- [What you have to do]: Quote word for word the stretch of lines below, from the one containing "Find the wet asphalt" through the last line of the recorded data.
+++ Record excerpts
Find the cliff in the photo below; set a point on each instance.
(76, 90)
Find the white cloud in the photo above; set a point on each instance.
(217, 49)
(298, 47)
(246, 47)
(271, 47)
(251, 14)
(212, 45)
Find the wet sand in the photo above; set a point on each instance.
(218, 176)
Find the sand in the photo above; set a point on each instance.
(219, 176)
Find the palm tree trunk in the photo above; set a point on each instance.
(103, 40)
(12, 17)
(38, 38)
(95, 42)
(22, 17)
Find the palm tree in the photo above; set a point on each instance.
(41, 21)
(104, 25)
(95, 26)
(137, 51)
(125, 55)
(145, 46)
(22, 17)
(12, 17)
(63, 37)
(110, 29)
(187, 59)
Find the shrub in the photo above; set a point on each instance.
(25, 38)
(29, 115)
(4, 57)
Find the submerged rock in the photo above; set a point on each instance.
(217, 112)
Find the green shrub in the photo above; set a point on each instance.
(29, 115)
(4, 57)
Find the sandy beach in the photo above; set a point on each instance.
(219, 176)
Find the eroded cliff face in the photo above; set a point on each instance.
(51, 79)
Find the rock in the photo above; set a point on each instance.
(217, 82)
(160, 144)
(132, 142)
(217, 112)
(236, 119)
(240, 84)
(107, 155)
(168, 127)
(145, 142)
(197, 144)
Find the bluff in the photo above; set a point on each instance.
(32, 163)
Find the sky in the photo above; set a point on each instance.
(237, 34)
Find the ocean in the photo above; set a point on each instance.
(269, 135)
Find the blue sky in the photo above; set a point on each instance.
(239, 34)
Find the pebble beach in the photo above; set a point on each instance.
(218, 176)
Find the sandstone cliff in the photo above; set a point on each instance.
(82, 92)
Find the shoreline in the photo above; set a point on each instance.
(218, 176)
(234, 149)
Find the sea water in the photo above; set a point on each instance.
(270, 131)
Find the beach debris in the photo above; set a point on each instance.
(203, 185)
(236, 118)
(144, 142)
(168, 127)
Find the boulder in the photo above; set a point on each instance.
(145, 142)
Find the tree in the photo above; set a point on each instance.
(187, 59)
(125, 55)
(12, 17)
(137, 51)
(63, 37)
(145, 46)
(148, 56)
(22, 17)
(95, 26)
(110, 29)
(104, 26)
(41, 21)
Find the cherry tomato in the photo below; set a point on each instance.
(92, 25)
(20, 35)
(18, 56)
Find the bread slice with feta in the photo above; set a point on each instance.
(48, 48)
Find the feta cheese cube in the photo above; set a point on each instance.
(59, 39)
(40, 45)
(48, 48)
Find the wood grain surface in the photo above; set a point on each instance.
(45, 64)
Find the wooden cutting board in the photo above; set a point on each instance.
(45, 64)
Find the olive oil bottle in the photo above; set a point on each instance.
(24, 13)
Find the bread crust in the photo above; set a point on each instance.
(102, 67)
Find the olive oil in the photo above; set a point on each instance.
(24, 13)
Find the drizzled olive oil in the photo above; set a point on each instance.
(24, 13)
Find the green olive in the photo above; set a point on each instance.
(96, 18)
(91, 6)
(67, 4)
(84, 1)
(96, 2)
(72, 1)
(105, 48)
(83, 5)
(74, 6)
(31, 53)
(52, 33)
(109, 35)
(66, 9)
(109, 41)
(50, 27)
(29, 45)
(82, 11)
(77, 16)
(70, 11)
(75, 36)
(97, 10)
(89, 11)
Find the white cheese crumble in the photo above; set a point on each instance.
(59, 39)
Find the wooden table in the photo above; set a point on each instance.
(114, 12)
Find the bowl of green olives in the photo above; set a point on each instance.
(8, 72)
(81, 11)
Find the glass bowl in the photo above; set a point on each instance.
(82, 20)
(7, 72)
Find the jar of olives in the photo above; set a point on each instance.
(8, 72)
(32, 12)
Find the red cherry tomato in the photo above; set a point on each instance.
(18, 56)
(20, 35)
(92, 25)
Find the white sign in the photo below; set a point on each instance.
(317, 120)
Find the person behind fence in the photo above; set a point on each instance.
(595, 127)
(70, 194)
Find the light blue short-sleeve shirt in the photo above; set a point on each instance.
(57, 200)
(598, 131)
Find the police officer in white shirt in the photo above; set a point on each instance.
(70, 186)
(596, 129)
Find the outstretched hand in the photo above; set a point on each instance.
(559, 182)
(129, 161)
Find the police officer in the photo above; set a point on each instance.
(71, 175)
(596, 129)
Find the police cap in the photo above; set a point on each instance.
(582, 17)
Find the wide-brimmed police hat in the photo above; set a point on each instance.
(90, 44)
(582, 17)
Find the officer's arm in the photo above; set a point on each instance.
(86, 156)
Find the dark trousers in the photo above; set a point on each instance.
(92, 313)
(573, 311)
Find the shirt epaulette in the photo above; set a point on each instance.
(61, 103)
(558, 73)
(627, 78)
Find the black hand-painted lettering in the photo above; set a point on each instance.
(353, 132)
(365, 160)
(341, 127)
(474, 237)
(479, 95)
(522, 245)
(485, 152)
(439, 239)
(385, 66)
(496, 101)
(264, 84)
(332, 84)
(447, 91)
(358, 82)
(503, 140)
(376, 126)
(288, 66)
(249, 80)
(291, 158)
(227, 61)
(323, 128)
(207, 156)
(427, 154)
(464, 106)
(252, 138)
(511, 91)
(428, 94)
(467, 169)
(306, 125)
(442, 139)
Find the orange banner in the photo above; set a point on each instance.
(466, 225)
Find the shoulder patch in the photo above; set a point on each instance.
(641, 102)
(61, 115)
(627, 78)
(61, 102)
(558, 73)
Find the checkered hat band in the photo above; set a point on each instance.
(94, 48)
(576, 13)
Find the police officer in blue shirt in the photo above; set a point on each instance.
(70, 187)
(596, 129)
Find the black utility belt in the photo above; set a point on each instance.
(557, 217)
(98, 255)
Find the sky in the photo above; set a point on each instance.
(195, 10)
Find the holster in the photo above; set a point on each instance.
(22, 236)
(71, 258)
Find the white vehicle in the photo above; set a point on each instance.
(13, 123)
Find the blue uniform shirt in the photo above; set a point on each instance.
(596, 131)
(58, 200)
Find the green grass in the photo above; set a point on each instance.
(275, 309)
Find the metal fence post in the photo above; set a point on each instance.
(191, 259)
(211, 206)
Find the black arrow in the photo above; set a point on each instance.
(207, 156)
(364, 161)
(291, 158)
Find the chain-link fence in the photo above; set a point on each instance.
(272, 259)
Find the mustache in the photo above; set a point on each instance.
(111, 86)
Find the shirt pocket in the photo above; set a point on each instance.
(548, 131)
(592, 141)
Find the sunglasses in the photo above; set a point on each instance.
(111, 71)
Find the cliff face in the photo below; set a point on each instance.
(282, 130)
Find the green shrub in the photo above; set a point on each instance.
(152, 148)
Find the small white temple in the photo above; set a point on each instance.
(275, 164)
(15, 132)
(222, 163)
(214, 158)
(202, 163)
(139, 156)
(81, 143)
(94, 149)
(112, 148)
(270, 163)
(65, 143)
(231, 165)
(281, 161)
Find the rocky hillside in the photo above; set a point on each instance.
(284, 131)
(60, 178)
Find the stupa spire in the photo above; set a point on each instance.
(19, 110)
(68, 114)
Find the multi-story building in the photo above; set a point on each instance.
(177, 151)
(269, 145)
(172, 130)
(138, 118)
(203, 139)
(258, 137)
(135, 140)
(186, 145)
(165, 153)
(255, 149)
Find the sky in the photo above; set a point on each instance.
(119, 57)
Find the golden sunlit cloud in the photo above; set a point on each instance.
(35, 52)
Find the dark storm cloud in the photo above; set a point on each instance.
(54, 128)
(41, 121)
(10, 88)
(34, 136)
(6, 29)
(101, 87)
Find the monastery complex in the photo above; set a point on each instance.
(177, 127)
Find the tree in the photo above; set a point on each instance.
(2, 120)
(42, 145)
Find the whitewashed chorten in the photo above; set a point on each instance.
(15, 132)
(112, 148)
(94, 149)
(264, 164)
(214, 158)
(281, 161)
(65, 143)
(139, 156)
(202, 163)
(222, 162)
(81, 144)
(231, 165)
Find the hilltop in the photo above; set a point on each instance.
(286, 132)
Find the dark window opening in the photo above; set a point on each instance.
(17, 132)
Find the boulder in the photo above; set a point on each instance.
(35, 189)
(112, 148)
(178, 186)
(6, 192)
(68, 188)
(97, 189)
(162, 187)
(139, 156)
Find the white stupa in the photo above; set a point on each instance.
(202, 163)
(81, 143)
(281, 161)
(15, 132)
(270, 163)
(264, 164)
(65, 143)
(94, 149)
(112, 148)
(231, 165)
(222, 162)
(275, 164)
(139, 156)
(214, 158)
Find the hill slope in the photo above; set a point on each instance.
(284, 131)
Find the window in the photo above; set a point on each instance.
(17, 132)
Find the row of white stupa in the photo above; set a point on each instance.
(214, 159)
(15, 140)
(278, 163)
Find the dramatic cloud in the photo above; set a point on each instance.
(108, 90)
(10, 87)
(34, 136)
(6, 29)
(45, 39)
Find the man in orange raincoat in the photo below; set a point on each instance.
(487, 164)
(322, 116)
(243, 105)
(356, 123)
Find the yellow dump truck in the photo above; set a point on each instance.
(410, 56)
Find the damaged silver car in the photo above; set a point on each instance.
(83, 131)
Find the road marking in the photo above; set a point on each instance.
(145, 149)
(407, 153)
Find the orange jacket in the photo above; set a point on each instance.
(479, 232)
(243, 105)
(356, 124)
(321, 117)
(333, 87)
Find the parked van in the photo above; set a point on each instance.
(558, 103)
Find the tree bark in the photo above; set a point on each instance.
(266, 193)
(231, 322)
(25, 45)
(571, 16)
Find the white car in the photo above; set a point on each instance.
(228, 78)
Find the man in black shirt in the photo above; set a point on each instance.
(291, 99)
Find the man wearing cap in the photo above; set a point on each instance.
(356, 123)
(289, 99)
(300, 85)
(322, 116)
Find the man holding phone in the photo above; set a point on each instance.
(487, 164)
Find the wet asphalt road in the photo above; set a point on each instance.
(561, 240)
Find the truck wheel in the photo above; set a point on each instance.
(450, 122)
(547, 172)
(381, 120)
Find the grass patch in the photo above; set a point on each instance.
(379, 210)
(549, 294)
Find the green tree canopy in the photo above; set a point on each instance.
++++++
- [The result]:
Find the wet asphalt road in the photo above; set a point on each instance.
(561, 240)
Find the truck wheel in the photo above; set a point on each instance.
(450, 122)
(547, 172)
(381, 120)
Find the grass patch in the photo above; set a point on each instance.
(379, 210)
(549, 294)
Find the green tree canopy in the photo above; set a point on each instance.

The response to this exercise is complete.